Requests >>
a - In the thread on fetching only the newest message, copy the passage starting with "INNER JOIN tbl_member_messages_content" and going on through "set by date.".
b - List every table named in the FROM and INNER JOIN clauses of the SQL statement in the thread on fetching only the newest message.

START Quoted passage

SQL Inner Join question (fetching newest record only)

TechBoyJK

Lifer
Oct 17, 2002
16,699
60
91
Hi Guys,

I have a sql statement that i need modded, and I'm not quite sure the best way to get the results I need.

SELECT tmm.message_id, tmm.content_id, tmm.sender_id, tmm.new, tmm.replied, tmm.flagged, tmm.sent_date, tmm.viewed_date, tmmc.subject, tmmc.category, tmmc.body, tmcc.first_name, tmcc.middle_name, tmcc.last_name

FROM tbl_member_messages tmm

INNER JOIN tbl_member_messages_content tmmc on tmm.content_id = tmmc.content_id

INNER JOIN members.dbo.tbl_member_core_contact tmcc on tmm.sender_id = tmcc.member_id

WHERE (tmm.recipient_id = <cfqueryparam value="#session.myid#">) and (recipient_deleted <> 1) and (recipient_purged <> 1) and (spam <> 1)


I'm writing a small messaging app, and this is the sql statement for the 'inbox' and it fetches all messages that apply. It works as right now, each new message from another member would get it's own row, but I only want to fetch the 'newest' message.

For instance, say user 'johndoe' send me 'techboyjk' 5 messages. The sql statement above would list each message in the inbox. However, I only want to fetch the newest message from each user, and order the result set by date.

Thoughts?
 

Homerboy

Lifer
Mar 1, 2000
30,890
5,001
126
Couldn't you do a
"SELECT TOP 1 tmm.message_id, tmm.content_id, ...
...WHERE (tmm.recipient_id = <cfqueryparam value="#session.myid#">) and (recipient_deleted <> 1) and (recipient_purged <> 1) and (spam <> 1)

ORDER BY tmm.sent_date"
 

Homerboy

Lifer
Mar 1, 2000
30,890
5,001
126
Oh wait no... that wouldn't give you each latest msg from each sender. That'd just give you the latest msg.

END Quoted passage
START Data rows

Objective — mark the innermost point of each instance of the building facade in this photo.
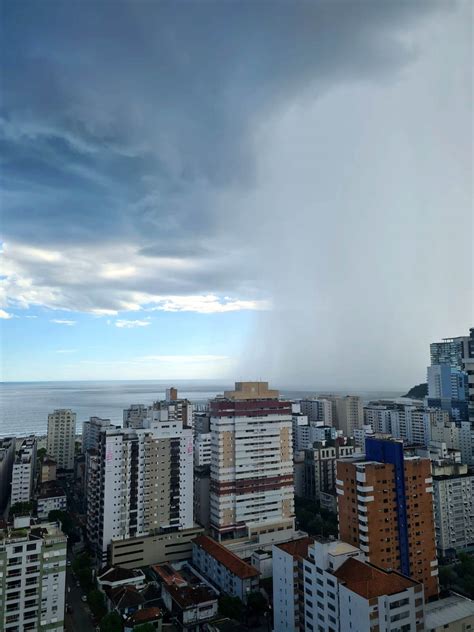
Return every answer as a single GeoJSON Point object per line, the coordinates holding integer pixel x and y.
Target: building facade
{"type": "Point", "coordinates": [140, 481]}
{"type": "Point", "coordinates": [288, 591]}
{"type": "Point", "coordinates": [251, 463]}
{"type": "Point", "coordinates": [91, 430]}
{"type": "Point", "coordinates": [453, 495]}
{"type": "Point", "coordinates": [224, 569]}
{"type": "Point", "coordinates": [32, 577]}
{"type": "Point", "coordinates": [23, 473]}
{"type": "Point", "coordinates": [385, 507]}
{"type": "Point", "coordinates": [61, 438]}
{"type": "Point", "coordinates": [7, 458]}
{"type": "Point", "coordinates": [320, 467]}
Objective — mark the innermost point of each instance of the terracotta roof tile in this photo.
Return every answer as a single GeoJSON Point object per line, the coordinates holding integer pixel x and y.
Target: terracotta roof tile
{"type": "Point", "coordinates": [369, 581]}
{"type": "Point", "coordinates": [228, 559]}
{"type": "Point", "coordinates": [297, 548]}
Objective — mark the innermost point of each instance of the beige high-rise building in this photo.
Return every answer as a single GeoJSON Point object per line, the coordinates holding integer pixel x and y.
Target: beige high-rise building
{"type": "Point", "coordinates": [251, 462]}
{"type": "Point", "coordinates": [61, 437]}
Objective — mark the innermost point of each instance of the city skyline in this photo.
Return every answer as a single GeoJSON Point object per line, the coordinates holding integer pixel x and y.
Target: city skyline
{"type": "Point", "coordinates": [226, 191]}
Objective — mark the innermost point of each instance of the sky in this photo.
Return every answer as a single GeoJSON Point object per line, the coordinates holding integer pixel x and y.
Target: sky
{"type": "Point", "coordinates": [235, 190]}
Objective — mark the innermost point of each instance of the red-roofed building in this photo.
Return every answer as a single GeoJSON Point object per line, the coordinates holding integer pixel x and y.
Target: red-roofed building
{"type": "Point", "coordinates": [153, 616]}
{"type": "Point", "coordinates": [341, 592]}
{"type": "Point", "coordinates": [224, 569]}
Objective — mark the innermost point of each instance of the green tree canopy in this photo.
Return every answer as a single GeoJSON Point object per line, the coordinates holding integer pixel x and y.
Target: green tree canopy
{"type": "Point", "coordinates": [231, 607]}
{"type": "Point", "coordinates": [111, 623]}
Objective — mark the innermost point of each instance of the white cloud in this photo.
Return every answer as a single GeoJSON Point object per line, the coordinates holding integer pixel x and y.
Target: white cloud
{"type": "Point", "coordinates": [129, 324]}
{"type": "Point", "coordinates": [181, 359]}
{"type": "Point", "coordinates": [60, 321]}
{"type": "Point", "coordinates": [208, 304]}
{"type": "Point", "coordinates": [95, 280]}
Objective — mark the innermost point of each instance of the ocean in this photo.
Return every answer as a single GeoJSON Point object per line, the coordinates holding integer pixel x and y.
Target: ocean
{"type": "Point", "coordinates": [24, 406]}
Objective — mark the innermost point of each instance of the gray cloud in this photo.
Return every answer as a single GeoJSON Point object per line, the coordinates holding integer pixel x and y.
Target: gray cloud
{"type": "Point", "coordinates": [258, 145]}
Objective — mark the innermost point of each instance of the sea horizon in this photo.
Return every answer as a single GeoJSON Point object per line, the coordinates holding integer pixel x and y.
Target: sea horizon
{"type": "Point", "coordinates": [24, 406]}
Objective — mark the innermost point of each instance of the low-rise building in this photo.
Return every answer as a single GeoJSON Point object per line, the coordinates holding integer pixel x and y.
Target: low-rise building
{"type": "Point", "coordinates": [327, 585]}
{"type": "Point", "coordinates": [48, 469]}
{"type": "Point", "coordinates": [51, 498]}
{"type": "Point", "coordinates": [190, 606]}
{"type": "Point", "coordinates": [224, 569]}
{"type": "Point", "coordinates": [288, 601]}
{"type": "Point", "coordinates": [191, 601]}
{"type": "Point", "coordinates": [32, 577]}
{"type": "Point", "coordinates": [152, 616]}
{"type": "Point", "coordinates": [173, 546]}
{"type": "Point", "coordinates": [115, 577]}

END Data rows

Solutions to each task >>
a -
INNER JOIN tbl_member_messages_content tmmc on tmm.content_id = tmmc.content_id

INNER JOIN members.dbo.tbl_member_core_contact tmcc on tmm.sender_id = tmcc.member_id

WHERE (tmm.recipient_id = <cfqueryparam value="#session.myid#">) and (recipient_deleted <> 1) and (recipient_purged <> 1) and (spam <> 1)


I'm writing a small messaging app, and this is the sql statement for the 'inbox' and it fetches all messages that apply. It works as right now, each new message from another member would get it's own row, but I only want to fetch the 'newest' message.

For instance, say user 'johndoe' send me 'techboyjk' 5 messages. The sql statement above would list each message in the inbox. However, I only want to fetch the newest message from each user, and order the result set by date.

b -
tbl_member_messages
tbl_member_messages_content
members.dbo.tbl_member_core_contact